> _Yapılacak Alıştırmalar_:
[1] Portre yazısında "WAN - Minbic’in" ifadesinden "çığlıklarında var olacak." ifadesine kadar uzanan kısmı hiçbir değişiklik yapmadan yeniden yazın.
[2] Portre yazısında YPJ savaşçısını anmak için geçen bütün adları sıralayın.

> _Metin_:
────────
PORTRELER Yazdır Kaydet

Berivan, kadınların özgür çığlıklarında haykıracak

Portreler
Eylül 07 / 2016


 

 
JINHA
 
WAN - Minbic’in özgürleştirme hamlesinde yer alan ve “Kalkın ayağa mücadele edin, bu zafer bizim olacak” diyerek sonsuzluğa ulaşan YPJ savaşçısı Berivan Bartu (Hira Solin), kadim kentin kutsallıkla anılan tarihine adını yazarak, kadınların özgür çığlıklarında var olacak.
────────
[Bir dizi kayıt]
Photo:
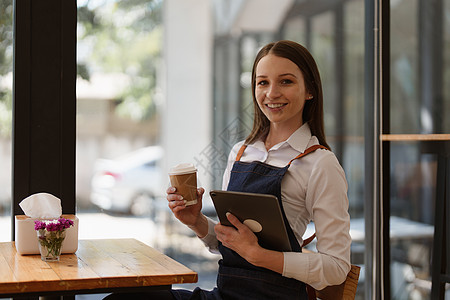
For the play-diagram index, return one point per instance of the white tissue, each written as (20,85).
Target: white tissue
(41,206)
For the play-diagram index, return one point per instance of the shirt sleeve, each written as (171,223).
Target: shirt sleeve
(326,196)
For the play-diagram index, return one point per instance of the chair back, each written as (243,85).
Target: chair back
(343,291)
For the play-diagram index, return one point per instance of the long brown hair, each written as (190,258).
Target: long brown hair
(313,109)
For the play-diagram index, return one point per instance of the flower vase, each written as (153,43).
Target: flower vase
(50,243)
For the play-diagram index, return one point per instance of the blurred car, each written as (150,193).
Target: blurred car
(129,184)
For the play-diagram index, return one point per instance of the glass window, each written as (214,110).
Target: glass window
(419,104)
(337,42)
(6,55)
(118,129)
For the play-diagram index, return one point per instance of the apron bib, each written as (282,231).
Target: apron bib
(238,279)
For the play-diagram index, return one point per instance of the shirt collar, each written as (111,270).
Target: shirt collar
(299,140)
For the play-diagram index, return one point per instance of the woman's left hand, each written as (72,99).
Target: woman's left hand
(240,239)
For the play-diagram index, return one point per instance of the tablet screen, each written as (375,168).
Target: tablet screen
(260,212)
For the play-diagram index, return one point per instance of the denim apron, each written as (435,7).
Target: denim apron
(237,278)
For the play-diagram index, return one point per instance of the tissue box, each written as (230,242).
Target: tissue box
(26,237)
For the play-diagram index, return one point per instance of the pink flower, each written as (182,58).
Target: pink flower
(55,225)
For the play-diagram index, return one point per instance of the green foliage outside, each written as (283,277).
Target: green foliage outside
(124,37)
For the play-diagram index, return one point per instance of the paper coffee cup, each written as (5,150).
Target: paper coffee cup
(184,178)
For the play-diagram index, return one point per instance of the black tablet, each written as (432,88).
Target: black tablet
(260,212)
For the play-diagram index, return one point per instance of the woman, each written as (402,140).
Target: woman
(285,155)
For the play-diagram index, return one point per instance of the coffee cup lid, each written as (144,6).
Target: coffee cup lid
(183,168)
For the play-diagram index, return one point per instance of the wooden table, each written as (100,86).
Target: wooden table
(98,266)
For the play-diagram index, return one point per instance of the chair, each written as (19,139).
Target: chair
(343,291)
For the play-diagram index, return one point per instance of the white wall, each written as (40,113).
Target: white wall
(187,84)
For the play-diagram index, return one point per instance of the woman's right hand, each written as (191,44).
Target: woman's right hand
(188,215)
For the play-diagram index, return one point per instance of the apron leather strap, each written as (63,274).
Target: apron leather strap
(308,240)
(241,151)
(307,151)
(311,292)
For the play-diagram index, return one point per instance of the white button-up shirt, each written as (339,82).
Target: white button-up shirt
(313,189)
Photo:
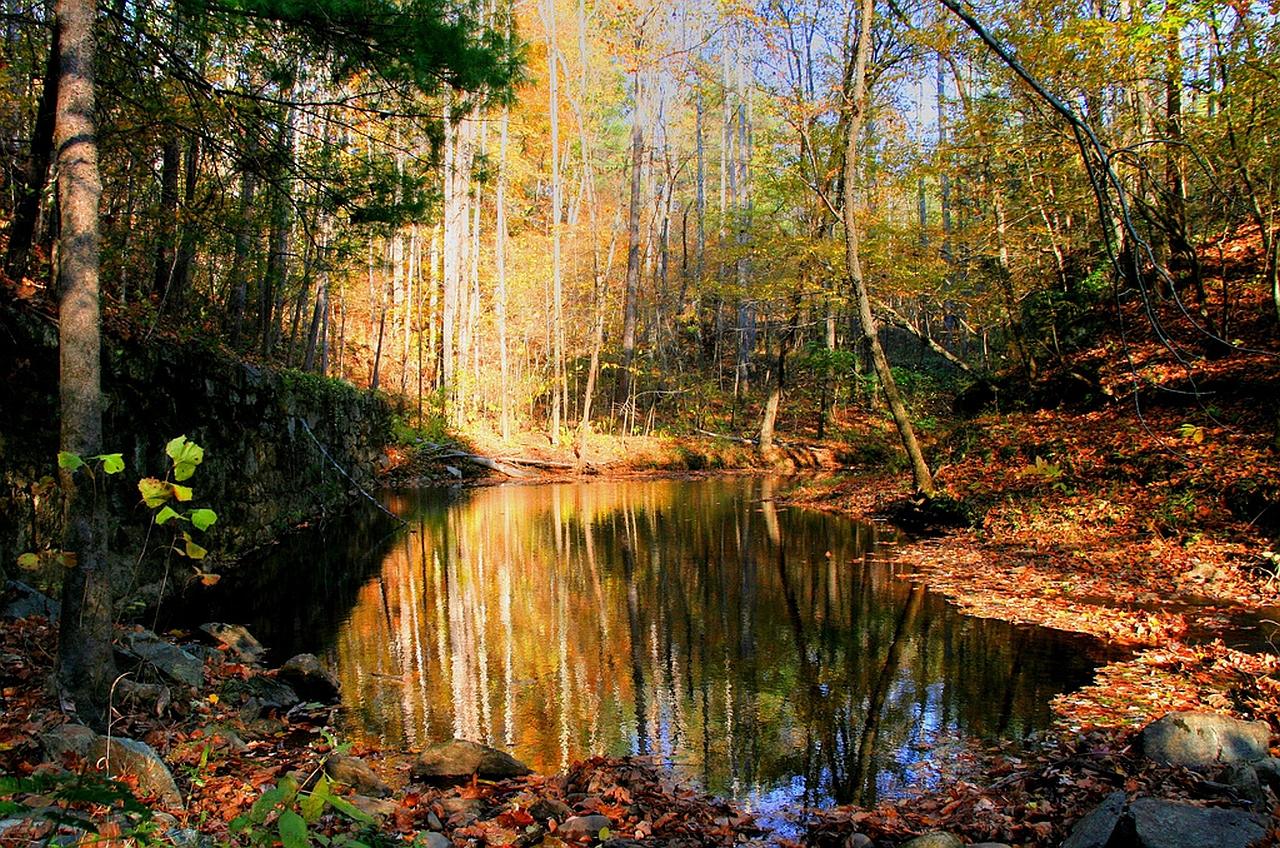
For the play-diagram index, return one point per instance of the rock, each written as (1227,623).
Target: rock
(257,694)
(376,807)
(154,696)
(461,811)
(432,839)
(936,839)
(1095,830)
(1168,824)
(584,828)
(19,601)
(1202,739)
(310,679)
(238,641)
(356,774)
(133,757)
(1244,782)
(457,760)
(1269,773)
(265,728)
(176,664)
(224,741)
(545,808)
(68,739)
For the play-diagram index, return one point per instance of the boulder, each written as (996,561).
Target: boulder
(172,661)
(68,739)
(19,601)
(458,760)
(1203,739)
(935,839)
(257,694)
(1269,773)
(240,642)
(1095,830)
(545,808)
(376,807)
(1169,824)
(132,757)
(310,679)
(461,811)
(584,828)
(1243,780)
(356,774)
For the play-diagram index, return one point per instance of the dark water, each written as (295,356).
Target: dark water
(772,655)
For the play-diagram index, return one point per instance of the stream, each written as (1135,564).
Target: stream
(767,653)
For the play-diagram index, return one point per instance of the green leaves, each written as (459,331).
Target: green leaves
(186,456)
(158,493)
(112,463)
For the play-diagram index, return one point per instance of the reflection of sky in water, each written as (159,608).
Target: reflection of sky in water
(766,653)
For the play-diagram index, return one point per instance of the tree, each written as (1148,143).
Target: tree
(856,108)
(85,661)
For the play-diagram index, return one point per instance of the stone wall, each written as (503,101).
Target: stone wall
(274,442)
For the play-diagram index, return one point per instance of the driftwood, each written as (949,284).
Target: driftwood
(503,465)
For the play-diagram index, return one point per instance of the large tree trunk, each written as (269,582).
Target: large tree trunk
(85,665)
(632,281)
(26,214)
(856,108)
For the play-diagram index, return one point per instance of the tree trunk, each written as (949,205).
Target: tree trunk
(85,665)
(856,106)
(632,281)
(26,215)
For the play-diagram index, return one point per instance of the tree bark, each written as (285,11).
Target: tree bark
(632,281)
(26,215)
(85,665)
(856,108)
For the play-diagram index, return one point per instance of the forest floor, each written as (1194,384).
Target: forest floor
(1146,513)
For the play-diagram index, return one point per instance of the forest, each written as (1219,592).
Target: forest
(1006,276)
(520,219)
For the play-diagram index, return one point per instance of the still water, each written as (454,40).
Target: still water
(771,655)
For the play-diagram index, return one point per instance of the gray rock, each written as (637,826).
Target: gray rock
(1095,830)
(176,664)
(310,679)
(356,774)
(461,811)
(1269,773)
(1202,739)
(152,696)
(132,757)
(1168,824)
(257,694)
(225,741)
(456,760)
(432,839)
(1244,782)
(545,808)
(376,807)
(19,601)
(240,642)
(936,839)
(73,739)
(579,828)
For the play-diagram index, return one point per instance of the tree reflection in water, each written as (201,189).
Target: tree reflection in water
(768,653)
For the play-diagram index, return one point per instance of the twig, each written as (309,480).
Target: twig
(343,472)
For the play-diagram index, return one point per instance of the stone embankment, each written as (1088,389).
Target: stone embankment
(280,447)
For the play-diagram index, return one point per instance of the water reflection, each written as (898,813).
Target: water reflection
(766,652)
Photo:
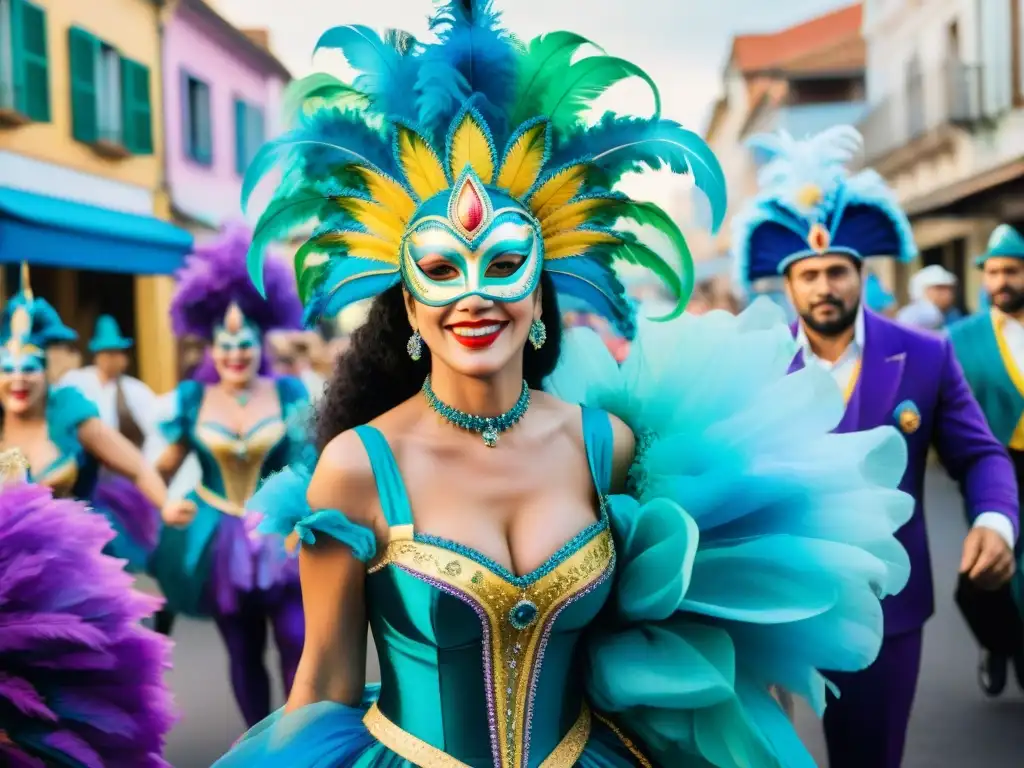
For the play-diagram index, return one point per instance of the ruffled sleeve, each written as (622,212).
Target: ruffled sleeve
(282,503)
(755,547)
(177,425)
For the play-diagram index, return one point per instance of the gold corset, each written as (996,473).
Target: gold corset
(240,458)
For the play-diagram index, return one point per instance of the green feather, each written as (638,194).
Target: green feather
(283,214)
(648,214)
(324,87)
(547,57)
(633,251)
(584,82)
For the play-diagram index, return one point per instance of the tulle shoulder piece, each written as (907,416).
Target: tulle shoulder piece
(282,503)
(755,545)
(68,409)
(177,425)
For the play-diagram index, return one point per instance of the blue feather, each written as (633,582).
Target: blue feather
(326,140)
(474,55)
(616,145)
(593,281)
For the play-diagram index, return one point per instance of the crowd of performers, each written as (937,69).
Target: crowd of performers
(729,507)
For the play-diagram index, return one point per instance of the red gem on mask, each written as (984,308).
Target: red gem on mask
(469,208)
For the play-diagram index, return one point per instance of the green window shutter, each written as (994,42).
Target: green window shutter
(83,51)
(136,108)
(241,148)
(29,59)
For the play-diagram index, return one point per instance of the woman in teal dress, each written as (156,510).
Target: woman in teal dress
(562,561)
(59,432)
(242,425)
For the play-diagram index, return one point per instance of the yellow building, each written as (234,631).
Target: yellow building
(82,192)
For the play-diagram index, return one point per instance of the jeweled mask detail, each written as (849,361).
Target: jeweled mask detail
(471,241)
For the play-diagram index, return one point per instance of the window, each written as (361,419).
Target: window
(249,133)
(25,79)
(198,128)
(110,94)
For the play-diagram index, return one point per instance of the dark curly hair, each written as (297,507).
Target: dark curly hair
(376,373)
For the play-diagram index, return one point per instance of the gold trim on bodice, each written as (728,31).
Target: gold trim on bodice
(515,617)
(419,753)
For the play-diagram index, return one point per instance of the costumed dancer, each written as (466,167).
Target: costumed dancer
(60,432)
(990,347)
(81,681)
(526,609)
(242,424)
(815,223)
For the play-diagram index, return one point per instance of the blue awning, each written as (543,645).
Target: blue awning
(58,232)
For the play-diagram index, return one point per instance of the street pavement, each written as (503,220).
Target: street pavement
(953,726)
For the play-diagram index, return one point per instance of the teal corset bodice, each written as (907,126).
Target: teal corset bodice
(477,664)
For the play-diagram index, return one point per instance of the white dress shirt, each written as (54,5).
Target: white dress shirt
(848,364)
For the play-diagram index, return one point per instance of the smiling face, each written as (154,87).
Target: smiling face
(23,379)
(237,349)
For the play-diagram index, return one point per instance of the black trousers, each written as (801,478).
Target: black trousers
(994,617)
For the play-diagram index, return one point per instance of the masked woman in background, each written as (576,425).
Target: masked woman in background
(64,439)
(242,425)
(81,681)
(563,562)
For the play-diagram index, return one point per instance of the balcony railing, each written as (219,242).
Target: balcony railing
(929,101)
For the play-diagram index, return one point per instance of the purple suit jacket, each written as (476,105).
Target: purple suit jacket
(904,366)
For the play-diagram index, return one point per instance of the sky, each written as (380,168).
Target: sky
(682,44)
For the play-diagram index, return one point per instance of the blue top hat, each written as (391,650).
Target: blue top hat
(811,205)
(1004,243)
(108,337)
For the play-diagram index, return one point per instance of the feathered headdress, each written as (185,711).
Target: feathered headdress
(458,131)
(810,205)
(214,280)
(31,324)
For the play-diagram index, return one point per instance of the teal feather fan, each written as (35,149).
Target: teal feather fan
(363,158)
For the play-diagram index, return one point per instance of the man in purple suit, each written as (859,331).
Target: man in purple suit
(814,223)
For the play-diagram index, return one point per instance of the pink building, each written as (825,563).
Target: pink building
(222,90)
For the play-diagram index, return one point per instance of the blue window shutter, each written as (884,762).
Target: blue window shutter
(186,117)
(136,109)
(241,124)
(83,51)
(30,60)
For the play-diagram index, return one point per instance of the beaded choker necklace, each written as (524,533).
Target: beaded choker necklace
(487,427)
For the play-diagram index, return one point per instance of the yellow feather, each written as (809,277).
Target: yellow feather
(564,245)
(573,215)
(383,222)
(523,162)
(470,146)
(557,190)
(363,245)
(388,194)
(423,169)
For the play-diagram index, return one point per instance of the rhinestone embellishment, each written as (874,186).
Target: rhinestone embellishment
(523,613)
(489,428)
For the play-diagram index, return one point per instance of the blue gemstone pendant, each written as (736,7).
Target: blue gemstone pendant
(523,613)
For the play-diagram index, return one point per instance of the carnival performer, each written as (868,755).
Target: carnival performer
(81,681)
(59,431)
(814,223)
(242,425)
(525,610)
(990,347)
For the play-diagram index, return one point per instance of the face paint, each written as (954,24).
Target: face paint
(472,249)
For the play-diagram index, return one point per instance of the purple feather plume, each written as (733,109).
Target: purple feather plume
(81,680)
(215,274)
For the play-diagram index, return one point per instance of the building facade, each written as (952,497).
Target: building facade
(82,169)
(222,92)
(802,79)
(946,123)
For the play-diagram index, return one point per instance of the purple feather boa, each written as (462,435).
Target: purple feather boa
(215,274)
(81,680)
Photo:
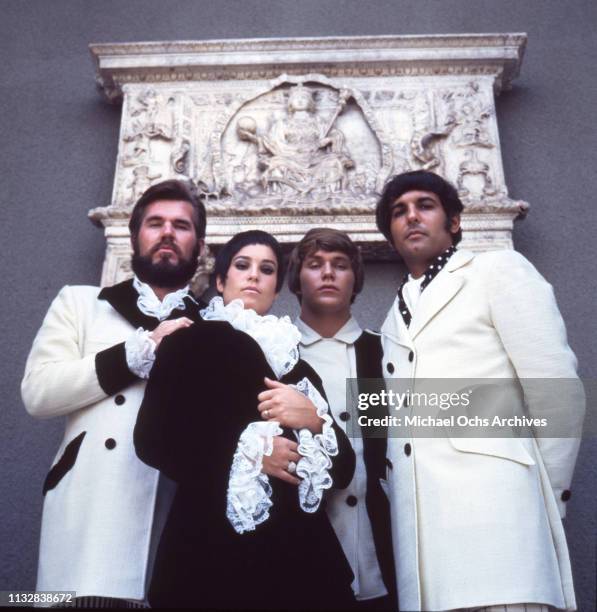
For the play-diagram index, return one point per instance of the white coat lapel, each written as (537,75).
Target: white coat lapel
(439,292)
(394,327)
────────
> _Görevlerin Yanıtları_:
[1]
WAN - Minbic’in özgürleştirme hamlesinde yer alan ve “Kalkın ayağa mücadele edin, bu zafer bizim olacak” diyerek sonsuzluğa ulaşan YPJ savaşçısı Berivan Bartu (Hira Solin), kadim kentin kutsallıkla anılan tarihine adını yazarak, kadınların özgür çığlıklarında var olacak.

[2]
- Berivan
- Berivan Bartu
- Hira Solin